Segment Start: EXCERPT PROVIDED

LISA RANDALL is the Frank B. Baird, Jr., Professor of Science at Harvard University. Her research connects theoretical insights to puzzles in our current understanding of the properties and interactions of matter. She has developed and studied a wide variety of models to address these questions, the most prominent involving extra dimensions of space. Her work has involved improving our under-standing of the Standard Model of particle physics, supersymmetry, baryogenesis, cosmological inflation, and dark matter. Randall’s research also explores ways to experimentally test and verify ideas and her current research focuses in large part on the Large Hadron Collider and dark matter searches and models.

Segment End: EXCERPT PROVIDED
Segment Start: INFORMATION

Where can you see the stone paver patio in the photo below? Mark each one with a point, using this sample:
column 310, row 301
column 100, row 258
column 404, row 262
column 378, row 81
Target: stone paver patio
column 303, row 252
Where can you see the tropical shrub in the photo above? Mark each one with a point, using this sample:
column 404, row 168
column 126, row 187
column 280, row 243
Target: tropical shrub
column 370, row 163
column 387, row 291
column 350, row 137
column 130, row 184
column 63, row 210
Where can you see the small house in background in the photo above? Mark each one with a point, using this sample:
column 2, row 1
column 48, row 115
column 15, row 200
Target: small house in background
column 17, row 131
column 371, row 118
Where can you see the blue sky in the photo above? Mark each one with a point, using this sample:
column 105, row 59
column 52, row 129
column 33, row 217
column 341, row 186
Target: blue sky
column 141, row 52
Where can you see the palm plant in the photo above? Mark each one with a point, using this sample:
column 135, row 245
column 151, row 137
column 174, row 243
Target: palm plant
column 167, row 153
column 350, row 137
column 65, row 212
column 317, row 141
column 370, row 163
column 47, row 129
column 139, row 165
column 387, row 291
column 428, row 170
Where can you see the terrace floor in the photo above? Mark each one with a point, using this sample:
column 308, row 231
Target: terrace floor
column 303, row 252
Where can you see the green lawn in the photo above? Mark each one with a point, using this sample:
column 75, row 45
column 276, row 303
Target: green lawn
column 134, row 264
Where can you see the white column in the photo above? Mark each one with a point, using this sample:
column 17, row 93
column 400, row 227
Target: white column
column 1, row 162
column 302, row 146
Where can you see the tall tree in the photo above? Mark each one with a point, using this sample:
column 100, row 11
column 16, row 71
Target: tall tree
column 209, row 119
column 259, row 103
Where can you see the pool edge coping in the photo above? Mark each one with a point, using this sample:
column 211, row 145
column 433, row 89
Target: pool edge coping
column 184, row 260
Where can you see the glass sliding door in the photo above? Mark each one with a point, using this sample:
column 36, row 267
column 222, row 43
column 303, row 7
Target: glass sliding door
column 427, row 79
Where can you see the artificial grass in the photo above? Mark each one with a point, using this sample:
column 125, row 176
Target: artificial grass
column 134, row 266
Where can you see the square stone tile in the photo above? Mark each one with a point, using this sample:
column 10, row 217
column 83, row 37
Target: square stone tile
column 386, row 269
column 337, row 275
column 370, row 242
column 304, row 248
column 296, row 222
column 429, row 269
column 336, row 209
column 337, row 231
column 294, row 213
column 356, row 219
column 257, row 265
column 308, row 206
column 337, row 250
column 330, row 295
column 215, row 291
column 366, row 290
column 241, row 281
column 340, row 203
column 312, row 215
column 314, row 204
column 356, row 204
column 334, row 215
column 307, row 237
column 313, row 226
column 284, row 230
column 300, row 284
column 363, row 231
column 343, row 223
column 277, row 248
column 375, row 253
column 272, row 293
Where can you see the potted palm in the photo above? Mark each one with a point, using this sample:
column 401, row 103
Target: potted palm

Segment End: INFORMATION

EXERCISES TO COMPLETE:
(a) In the text about Lisa Randall, what position does she hold at Harvard University?
(b) Proceed with the text about Lisa Randall, starting right after its final sentence.
The material shown above was taken from a different source than the text about Lisa Randall.

ANSWERS FOR THE TASKS:
(a) She is the Frank B. Baird, Jr., Professor of Science.

(b)
Randall’s studies have made her among the most cited and influential theoretical physicists and she has received numerous awards and honors for her scientific endeavors. She is a member of the National Academy of Sciences, the American Philosophical Society, the American Academy of Arts and Sciences, was a fellow of the American Physical Society, and is a past winner of an Alfred P. Sloan Foundation Research Fellowship, a National Science Foundation Young Investigator Award, a DOE Outstanding Junior Investigator Award, and the Westinghouse Science Talent Search. Randall is an Honorary Member of the Royal Irish Academy and an Honorary Fellow of the British Institute of Physics. In 2003, she received the Premio Caterina Tomassoni e Felice Pietro Chisesi Award, from the University of Rome, La Sapienza. In 2006, she received the Klopsteg Award from the American Society of Physics Teachers (AAPT) for her lectures and in 2007 she received the Julius Lilienfeld Prize from the American Physical Society for her work on elementary particle physics and cosmology and for communicating this work to the public.
She is the author of Warped Passages: Unraveling the Mysteries of the Universe's Hidden Dimensions; Knocking on Heaven's Door: How Physics and Scientific Thinking Illuminate the Universe and the Modern World; Higgs Discovery: The Power of Empty Space; and Dark Matter and the Dinosaurs: The Astounding Interconnectedness of the Universe.